### What is being asked
Rewrite the data from the line with "Where can the person's wrist" up to and including the line with "x=514, y=456", swapping "floppy" for "drooping" and leaving everything else as it is.

* * * * *

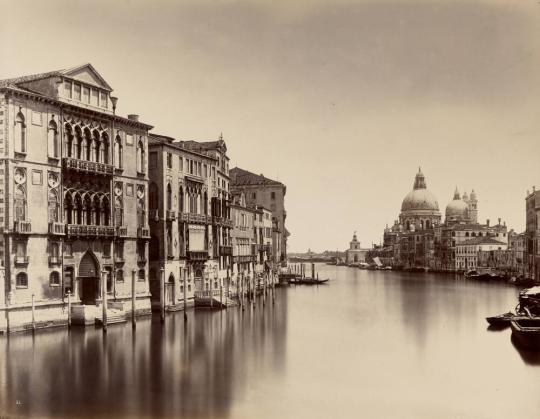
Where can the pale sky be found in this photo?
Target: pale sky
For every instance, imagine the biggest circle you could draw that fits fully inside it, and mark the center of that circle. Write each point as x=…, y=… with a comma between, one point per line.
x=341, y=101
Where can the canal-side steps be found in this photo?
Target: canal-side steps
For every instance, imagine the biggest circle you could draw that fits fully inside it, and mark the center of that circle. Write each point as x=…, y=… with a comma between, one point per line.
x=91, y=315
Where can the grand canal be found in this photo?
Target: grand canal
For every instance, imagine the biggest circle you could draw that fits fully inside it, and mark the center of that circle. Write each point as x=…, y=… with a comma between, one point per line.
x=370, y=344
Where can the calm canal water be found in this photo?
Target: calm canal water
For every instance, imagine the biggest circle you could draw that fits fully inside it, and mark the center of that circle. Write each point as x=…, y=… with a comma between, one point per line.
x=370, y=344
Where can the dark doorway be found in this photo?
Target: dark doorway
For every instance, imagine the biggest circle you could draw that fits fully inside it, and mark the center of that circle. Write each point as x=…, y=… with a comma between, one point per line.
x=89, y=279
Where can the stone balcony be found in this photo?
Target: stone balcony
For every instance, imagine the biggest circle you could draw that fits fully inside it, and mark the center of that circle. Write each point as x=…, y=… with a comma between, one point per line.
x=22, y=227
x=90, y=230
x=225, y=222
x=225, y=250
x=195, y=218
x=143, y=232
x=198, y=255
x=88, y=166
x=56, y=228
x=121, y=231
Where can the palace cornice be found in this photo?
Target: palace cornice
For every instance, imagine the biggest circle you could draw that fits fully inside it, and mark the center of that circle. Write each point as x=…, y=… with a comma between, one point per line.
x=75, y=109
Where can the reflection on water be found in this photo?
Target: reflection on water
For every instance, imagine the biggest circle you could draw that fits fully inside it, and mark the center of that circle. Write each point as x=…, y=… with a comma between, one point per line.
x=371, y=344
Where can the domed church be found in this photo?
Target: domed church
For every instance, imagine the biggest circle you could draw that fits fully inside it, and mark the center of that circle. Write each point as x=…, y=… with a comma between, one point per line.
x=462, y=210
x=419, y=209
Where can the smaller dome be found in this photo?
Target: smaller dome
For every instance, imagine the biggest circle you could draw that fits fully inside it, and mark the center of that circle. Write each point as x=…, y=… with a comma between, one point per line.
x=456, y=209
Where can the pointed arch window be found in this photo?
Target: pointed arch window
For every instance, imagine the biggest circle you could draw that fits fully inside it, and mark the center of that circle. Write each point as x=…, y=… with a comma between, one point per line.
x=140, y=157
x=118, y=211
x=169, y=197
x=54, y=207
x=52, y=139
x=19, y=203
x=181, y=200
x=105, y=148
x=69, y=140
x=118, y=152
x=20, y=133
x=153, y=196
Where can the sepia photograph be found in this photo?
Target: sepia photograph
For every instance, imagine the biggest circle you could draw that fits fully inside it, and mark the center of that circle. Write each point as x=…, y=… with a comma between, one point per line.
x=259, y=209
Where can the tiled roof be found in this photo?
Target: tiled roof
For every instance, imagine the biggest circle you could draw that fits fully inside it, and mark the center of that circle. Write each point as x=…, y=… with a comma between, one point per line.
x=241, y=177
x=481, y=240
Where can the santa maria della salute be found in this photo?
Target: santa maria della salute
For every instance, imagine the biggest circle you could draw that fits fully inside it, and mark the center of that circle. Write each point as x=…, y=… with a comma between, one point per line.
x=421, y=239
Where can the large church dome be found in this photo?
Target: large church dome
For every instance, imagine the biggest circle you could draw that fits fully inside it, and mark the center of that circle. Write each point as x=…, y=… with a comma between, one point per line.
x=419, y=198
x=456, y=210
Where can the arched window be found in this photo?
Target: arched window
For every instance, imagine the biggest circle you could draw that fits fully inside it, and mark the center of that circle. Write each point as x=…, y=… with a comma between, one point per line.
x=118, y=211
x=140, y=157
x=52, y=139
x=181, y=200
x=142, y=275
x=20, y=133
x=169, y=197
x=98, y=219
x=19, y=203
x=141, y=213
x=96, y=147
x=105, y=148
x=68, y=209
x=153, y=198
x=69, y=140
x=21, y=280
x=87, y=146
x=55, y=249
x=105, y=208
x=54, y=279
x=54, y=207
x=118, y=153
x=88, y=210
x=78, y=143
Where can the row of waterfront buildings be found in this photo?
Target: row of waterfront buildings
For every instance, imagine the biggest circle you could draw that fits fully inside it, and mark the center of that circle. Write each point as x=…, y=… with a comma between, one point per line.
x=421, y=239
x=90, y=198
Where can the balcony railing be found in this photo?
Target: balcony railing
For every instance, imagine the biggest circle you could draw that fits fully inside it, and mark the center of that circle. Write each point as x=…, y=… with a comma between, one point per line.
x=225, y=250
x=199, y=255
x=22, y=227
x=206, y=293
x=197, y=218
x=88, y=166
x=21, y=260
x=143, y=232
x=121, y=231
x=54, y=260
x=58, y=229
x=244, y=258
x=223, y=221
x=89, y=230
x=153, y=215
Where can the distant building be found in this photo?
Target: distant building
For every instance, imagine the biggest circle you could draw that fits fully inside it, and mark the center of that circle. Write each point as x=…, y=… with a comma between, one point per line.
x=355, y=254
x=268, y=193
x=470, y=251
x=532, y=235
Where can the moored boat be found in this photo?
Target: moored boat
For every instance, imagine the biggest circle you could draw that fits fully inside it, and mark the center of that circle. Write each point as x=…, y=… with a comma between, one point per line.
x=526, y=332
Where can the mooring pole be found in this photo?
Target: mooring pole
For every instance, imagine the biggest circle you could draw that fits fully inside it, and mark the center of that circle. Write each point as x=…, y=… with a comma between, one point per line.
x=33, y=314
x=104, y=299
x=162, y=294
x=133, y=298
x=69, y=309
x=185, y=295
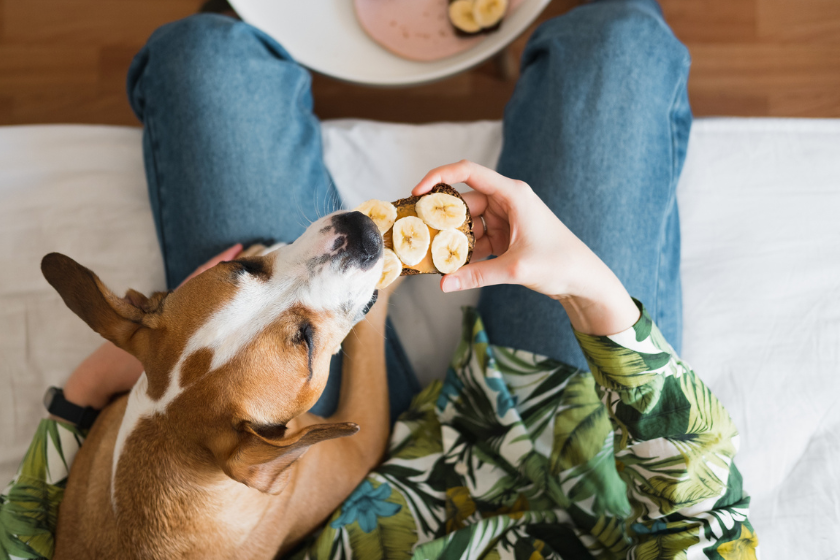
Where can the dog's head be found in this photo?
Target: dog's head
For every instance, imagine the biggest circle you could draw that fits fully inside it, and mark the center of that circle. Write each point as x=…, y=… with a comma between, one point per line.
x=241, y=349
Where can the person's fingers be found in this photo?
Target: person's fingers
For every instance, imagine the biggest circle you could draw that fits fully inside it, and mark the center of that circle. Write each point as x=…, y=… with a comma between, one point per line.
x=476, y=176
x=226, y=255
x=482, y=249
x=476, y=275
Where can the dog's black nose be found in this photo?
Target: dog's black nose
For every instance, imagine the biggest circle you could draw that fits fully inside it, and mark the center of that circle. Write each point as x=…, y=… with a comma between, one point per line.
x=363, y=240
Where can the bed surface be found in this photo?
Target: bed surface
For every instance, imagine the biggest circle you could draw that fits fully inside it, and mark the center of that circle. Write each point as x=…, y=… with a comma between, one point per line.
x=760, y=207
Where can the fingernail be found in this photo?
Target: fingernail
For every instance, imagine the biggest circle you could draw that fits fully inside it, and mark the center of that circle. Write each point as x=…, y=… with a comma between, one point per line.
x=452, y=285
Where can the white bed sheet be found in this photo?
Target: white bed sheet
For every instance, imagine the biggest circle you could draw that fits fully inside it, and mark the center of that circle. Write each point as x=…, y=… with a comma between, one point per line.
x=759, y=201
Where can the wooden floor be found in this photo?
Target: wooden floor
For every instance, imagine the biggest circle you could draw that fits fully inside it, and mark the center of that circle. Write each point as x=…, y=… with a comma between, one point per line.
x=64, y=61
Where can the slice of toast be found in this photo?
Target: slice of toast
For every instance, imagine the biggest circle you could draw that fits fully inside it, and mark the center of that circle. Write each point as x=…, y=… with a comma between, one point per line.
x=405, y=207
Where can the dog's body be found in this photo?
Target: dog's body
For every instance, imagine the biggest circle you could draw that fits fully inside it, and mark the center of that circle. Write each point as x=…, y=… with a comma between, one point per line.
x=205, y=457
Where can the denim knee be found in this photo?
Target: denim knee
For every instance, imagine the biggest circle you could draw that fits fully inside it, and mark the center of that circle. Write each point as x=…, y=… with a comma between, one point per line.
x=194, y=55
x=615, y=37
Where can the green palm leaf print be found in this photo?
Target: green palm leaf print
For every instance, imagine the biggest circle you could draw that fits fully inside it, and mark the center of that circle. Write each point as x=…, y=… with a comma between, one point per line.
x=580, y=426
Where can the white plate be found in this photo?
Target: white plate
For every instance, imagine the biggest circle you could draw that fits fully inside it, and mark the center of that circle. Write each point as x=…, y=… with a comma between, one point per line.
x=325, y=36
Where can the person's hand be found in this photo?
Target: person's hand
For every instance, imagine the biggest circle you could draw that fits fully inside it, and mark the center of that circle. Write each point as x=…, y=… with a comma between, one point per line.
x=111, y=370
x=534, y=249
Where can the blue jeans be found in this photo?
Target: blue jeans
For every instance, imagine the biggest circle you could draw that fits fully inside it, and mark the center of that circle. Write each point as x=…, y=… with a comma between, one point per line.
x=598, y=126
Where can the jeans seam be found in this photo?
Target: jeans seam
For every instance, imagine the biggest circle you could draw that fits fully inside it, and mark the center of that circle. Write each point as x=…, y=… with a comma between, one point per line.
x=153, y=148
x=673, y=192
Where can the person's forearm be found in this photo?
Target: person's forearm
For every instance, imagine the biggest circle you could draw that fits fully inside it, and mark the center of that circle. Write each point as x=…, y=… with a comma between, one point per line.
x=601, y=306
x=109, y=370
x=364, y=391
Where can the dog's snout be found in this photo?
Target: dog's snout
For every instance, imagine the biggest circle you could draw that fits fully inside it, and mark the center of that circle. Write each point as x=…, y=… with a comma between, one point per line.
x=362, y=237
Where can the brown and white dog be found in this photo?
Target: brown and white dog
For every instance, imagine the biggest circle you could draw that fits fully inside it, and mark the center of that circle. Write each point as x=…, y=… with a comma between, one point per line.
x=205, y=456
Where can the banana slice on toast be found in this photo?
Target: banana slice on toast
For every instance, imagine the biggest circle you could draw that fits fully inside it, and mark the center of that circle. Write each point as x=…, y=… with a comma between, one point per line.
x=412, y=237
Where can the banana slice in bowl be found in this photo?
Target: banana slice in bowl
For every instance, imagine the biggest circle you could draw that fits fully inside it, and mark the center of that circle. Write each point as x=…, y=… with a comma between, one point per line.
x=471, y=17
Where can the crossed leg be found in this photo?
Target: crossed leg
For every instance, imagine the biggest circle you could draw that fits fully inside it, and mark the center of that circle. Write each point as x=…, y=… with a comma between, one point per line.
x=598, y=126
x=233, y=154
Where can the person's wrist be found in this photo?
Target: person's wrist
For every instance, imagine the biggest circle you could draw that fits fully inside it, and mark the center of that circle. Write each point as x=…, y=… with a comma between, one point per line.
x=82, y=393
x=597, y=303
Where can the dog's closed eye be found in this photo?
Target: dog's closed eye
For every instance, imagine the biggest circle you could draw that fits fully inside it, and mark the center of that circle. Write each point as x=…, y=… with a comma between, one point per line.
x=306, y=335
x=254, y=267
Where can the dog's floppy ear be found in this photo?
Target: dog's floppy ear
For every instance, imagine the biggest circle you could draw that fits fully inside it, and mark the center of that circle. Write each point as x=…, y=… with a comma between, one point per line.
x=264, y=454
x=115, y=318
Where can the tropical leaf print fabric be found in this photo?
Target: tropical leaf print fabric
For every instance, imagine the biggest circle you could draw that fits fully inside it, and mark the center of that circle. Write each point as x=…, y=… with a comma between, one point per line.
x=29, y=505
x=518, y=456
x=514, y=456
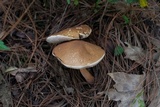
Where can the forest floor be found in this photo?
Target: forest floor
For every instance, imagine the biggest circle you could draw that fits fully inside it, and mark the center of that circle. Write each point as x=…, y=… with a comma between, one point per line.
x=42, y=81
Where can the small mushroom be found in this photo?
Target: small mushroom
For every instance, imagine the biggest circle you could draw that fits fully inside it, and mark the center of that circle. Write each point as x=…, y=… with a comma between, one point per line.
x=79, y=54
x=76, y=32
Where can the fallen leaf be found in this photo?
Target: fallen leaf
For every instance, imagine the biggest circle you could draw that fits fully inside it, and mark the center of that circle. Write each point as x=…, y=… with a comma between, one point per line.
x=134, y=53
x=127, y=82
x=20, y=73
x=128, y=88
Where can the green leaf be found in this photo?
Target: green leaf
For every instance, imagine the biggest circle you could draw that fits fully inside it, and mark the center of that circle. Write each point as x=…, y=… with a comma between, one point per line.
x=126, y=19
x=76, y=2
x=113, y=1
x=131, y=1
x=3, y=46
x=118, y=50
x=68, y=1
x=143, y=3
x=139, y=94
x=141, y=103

* * * * *

### Correct result
Where can the person's wrist be found in this photo?
Target: person's wrist
For every instance, imagine the biggest circle you could draw that fits fully inside it, and mark the center of that circle. Write each point as x=…, y=… with a comma between, one point per line.
x=82, y=393
x=597, y=303
Where can the dog's closed eye be found in this photo?
Target: dog's closed eye
For every instance, imagine the biggest circle you could draw that fits fully inside it, and mark the center of that circle. Write each point as x=…, y=… with a comma between, one point per line.
x=306, y=335
x=254, y=267
Where can the dog's drooping ear be found in this photo?
Target: dog's drooping ear
For every instance, imagine the biggest circle you could draw that fits fully inside it, and mark the center of that circle. Write each point as x=…, y=… with a comma between, one point per line.
x=264, y=454
x=115, y=318
Where can the tropical leaf print fabric be found in this photo?
Target: tropical leaf print fabric
For every instance, imagine the biggest circle you could draw that fits fully inside it, and mark the center of that circle. Write each point as x=…, y=… with a comma between, one point per line.
x=29, y=505
x=518, y=456
x=514, y=456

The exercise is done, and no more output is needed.